Exercise: Below are some records; reproduce every one of them exactly.

Exercise material:

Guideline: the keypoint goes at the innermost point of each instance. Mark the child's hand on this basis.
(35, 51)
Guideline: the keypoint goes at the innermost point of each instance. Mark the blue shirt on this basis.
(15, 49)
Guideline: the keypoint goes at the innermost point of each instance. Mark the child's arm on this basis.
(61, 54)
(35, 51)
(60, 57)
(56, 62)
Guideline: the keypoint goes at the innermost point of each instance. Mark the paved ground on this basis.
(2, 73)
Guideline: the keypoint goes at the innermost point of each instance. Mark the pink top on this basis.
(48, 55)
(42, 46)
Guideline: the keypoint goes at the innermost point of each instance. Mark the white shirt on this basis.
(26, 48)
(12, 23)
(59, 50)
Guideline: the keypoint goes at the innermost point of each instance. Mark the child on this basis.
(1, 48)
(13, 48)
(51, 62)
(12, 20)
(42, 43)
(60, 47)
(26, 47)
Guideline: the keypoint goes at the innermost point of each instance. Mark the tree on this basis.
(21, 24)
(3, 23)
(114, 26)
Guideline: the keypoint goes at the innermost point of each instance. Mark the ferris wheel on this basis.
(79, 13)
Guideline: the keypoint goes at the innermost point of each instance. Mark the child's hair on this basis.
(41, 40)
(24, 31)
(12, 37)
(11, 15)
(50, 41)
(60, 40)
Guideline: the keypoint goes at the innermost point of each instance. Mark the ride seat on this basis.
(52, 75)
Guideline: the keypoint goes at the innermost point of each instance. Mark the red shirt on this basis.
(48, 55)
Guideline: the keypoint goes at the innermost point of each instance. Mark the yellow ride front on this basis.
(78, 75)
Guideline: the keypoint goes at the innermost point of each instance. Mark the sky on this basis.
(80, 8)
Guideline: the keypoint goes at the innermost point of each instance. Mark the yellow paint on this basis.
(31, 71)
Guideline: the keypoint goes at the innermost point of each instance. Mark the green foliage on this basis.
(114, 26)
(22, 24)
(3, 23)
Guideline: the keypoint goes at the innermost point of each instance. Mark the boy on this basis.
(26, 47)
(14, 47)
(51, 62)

Response to this exercise:
Guideline: the keypoint goes at the innermost point of each instance. Mark the child's hand on this basis.
(35, 51)
Guideline: the keypoint goes at the innermost point of each instance. Mark the blue shirt on this basis.
(15, 49)
Guideline: the keypoint goes at the innermost point of each instance. Mark the child's arm on this basis.
(61, 54)
(35, 51)
(60, 57)
(56, 62)
Guideline: the keypoint goes at the innermost point of each instance. Mark the paved ground on this basis.
(2, 73)
Guideline: the keypoint goes at the innermost point of each instance. Mark the pink top on this basis.
(48, 55)
(42, 46)
Guideline: the keypoint goes at the innermost point of each instance. Mark the white shirt on this basis.
(26, 48)
(12, 23)
(59, 50)
Guideline: the keypoint goes at the innermost point of each instance. Mark the child on this basis.
(1, 48)
(13, 48)
(51, 62)
(12, 20)
(42, 43)
(60, 47)
(26, 47)
Guideline: the keypoint goes at the innermost point of each instance. Mark the tree on this basis.
(21, 24)
(3, 23)
(114, 26)
Guideline: the keypoint goes at the innermost point of each instance. Mark the ferris wheel on this basis.
(79, 13)
Guideline: the keypoint goes at the innermost point of each instance. Mark the child's hair on this basis.
(41, 40)
(24, 31)
(12, 37)
(11, 15)
(50, 41)
(60, 40)
Guideline: the keypoint goes at the innermost point of each instance. Mark the ride seat on this basis.
(52, 75)
Guideline: the keypoint goes at the innermost point of each instance. Mark the red shirt on this basis.
(48, 55)
Guideline: the keypoint goes at the innermost point of each instance. Mark the yellow ride front on this basis.
(78, 75)
Guideline: the keypoint goes at the innermost point of each instance. Mark the sky on this basis.
(80, 8)
Guideline: the keypoint goes at the innermost point of each instance. Mark the yellow paint on this basis.
(31, 71)
Guideline: the keypoint goes at the innermost point of each instance. Mark the green foliage on this basis.
(114, 26)
(22, 24)
(3, 23)
Guideline: the keypoint goes at the innermost point of each instance. Mark the boy on this basis.
(26, 47)
(14, 47)
(51, 62)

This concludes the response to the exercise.